§ RECORDS PROVIDED:
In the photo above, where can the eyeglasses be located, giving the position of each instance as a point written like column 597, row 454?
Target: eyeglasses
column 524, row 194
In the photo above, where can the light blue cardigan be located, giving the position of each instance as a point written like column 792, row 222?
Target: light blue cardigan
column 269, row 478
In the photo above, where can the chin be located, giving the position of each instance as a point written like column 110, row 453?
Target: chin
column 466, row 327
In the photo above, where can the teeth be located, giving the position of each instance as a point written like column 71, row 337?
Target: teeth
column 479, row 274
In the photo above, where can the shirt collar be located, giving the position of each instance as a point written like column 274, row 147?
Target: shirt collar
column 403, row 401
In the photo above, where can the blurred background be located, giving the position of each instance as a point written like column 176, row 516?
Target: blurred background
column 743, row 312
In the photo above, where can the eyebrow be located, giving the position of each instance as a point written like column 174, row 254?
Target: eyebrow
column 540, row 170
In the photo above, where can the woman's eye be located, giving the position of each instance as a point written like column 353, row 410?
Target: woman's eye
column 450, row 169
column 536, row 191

§ TASK DETAILS: Copy all of the lines above word for word, in the same order.

§ WRITTEN ANSWER:
In the photo above, where can the eyeglasses be located, giving the position of each instance as a point written like column 597, row 454?
Target: eyeglasses
column 524, row 194
In the photo above, where can the light blue cardigan be located, giving the position of each instance as a point written like column 792, row 222?
Target: light blue cardigan
column 269, row 478
In the photo above, where can the chin be located, giving the position of each instance as a point written like column 110, row 453?
Target: chin
column 466, row 327
In the photo above, where can the teeth be located, giving the position of each instance as a point written like column 71, row 337?
Target: teeth
column 479, row 274
In the photo above, where can the shirt collar be located, giving the position of each instance as a point written like column 274, row 147?
Target: shirt collar
column 403, row 401
In the photo above, where can the blurred background be located, giving the position of each instance as a point written like column 176, row 516?
Target: blurred background
column 743, row 312
In the photo above, where can the eyebrow be located, giving the position of each instance as a point written like column 174, row 254?
Target: eyebrow
column 540, row 170
In the photo above, where can the woman's eye be located, giving the position of each instance as a point written like column 353, row 410?
Target: woman's eye
column 450, row 169
column 536, row 191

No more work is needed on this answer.